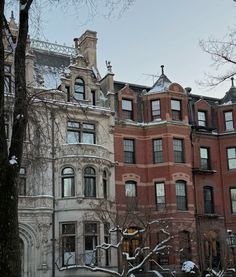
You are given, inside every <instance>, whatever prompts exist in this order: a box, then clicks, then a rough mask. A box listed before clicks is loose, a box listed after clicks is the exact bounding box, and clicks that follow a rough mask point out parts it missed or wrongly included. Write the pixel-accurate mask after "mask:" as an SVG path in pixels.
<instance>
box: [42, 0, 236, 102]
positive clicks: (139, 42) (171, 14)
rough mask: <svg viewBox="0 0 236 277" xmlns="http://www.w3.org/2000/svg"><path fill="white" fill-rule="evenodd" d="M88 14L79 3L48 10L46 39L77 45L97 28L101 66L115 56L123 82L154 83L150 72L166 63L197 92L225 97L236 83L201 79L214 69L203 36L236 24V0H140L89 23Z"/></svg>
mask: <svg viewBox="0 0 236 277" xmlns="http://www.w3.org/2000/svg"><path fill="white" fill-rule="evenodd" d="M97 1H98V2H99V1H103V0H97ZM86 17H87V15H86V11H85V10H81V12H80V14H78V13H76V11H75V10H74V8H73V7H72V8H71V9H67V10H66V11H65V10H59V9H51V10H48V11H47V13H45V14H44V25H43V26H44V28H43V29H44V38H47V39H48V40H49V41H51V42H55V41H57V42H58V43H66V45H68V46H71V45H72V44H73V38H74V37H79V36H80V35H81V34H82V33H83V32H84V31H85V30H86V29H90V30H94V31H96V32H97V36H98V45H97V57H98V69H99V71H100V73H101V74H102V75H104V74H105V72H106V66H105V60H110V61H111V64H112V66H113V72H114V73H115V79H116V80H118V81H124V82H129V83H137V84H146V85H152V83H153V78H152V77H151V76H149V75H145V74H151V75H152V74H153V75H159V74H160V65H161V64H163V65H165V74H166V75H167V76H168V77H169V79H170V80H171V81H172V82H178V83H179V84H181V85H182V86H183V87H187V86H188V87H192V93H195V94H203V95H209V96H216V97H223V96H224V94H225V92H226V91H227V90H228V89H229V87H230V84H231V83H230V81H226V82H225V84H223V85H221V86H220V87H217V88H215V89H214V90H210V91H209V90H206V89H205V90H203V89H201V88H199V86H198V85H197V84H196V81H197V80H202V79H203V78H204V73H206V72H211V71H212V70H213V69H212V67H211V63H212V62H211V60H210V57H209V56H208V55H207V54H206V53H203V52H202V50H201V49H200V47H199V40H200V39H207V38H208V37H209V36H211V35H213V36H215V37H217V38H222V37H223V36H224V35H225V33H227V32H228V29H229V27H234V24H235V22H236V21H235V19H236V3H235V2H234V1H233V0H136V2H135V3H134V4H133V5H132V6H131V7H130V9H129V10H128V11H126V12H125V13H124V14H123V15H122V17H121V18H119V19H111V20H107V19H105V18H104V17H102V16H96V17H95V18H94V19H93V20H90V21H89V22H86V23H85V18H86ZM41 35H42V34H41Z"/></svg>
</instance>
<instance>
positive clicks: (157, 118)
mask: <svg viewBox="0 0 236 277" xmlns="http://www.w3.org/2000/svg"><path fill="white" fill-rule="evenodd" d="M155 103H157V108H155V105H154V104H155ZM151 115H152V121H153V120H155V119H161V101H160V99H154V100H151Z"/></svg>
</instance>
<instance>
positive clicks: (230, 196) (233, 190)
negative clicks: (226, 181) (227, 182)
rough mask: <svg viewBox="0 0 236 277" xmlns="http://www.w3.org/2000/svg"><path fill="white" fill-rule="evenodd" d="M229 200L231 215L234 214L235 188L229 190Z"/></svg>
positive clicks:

Work to be completed: Please reproduce the data above word for word, skipping all images.

Response area:
You are given, inside every <instance>, whatever prompts exist in this order: a box, then clicks, then a rough mask. A box listed before clicks is loose, a box listed after clicks is the exact bounding box, and clicks that follow a rough mask point out parts it missed or wrongly included. Write the pixel-accurate mask after "mask:" as an SVG path in pixels.
<instance>
box: [42, 0, 236, 102]
positive clicks: (139, 42) (171, 14)
rough mask: <svg viewBox="0 0 236 277" xmlns="http://www.w3.org/2000/svg"><path fill="white" fill-rule="evenodd" d="M88 14L79 3L48 10L46 39L77 45L97 28L101 66L115 56L123 82L154 83L150 72L166 63L197 92L225 97L236 83L201 79L214 69L203 36L236 24V0H140L89 23Z"/></svg>
mask: <svg viewBox="0 0 236 277" xmlns="http://www.w3.org/2000/svg"><path fill="white" fill-rule="evenodd" d="M97 1H98V2H99V1H103V0H97ZM86 17H87V15H86V11H85V10H81V12H80V14H78V13H76V11H75V10H74V8H73V7H72V8H71V9H67V10H66V11H65V10H59V9H51V10H48V11H47V13H45V14H44V25H43V26H44V28H43V29H44V38H47V39H48V40H49V41H51V42H55V41H57V42H58V43H66V45H68V46H71V45H72V44H73V38H74V37H79V36H80V35H81V34H82V33H83V32H84V31H85V30H86V29H90V30H94V31H96V32H97V36H98V45H97V57H98V69H99V71H100V73H101V74H102V75H104V74H105V72H106V66H105V60H110V61H111V64H112V66H113V72H114V73H115V79H116V80H118V81H124V82H129V83H137V84H146V85H152V83H153V78H152V77H151V76H149V75H145V74H151V75H152V74H153V75H159V74H160V65H161V64H163V65H165V74H166V75H167V76H168V77H169V79H170V80H171V81H172V82H178V83H179V84H181V85H182V86H183V87H187V86H188V87H192V93H195V94H203V95H209V96H216V97H223V96H224V94H225V92H226V91H227V90H228V89H229V87H230V84H231V83H230V81H226V82H225V84H223V85H221V86H220V87H217V88H215V89H214V90H210V91H209V90H206V89H205V90H203V89H201V88H199V86H198V85H197V84H196V81H197V80H202V79H203V78H204V73H206V72H211V71H212V70H213V69H212V67H211V63H212V62H211V60H210V57H209V56H208V55H207V54H206V53H203V52H202V50H201V49H200V47H199V40H200V39H207V38H208V37H209V36H211V35H213V36H215V37H217V38H222V37H223V36H224V35H225V33H227V32H228V29H229V27H234V24H235V22H236V21H235V19H236V3H235V2H234V1H233V0H136V2H135V3H134V4H133V5H132V6H131V7H130V9H129V10H128V11H126V12H125V13H124V14H123V15H122V17H121V18H119V19H111V20H107V19H105V18H104V17H102V16H96V17H95V18H94V19H93V20H90V21H89V22H86V23H85V18H86ZM41 35H42V34H41Z"/></svg>
</instance>
<instance>
positive clicks: (157, 118)
mask: <svg viewBox="0 0 236 277" xmlns="http://www.w3.org/2000/svg"><path fill="white" fill-rule="evenodd" d="M155 103H157V108H155V105H154V104H155ZM151 115H152V121H153V120H155V119H161V101H160V99H154V100H151Z"/></svg>
</instance>
<instance>
positive clicks: (230, 196) (233, 190)
negative clicks: (226, 181) (227, 182)
rough mask: <svg viewBox="0 0 236 277" xmlns="http://www.w3.org/2000/svg"><path fill="white" fill-rule="evenodd" d="M229 200L231 215L234 214L235 188L229 190Z"/></svg>
positive clicks:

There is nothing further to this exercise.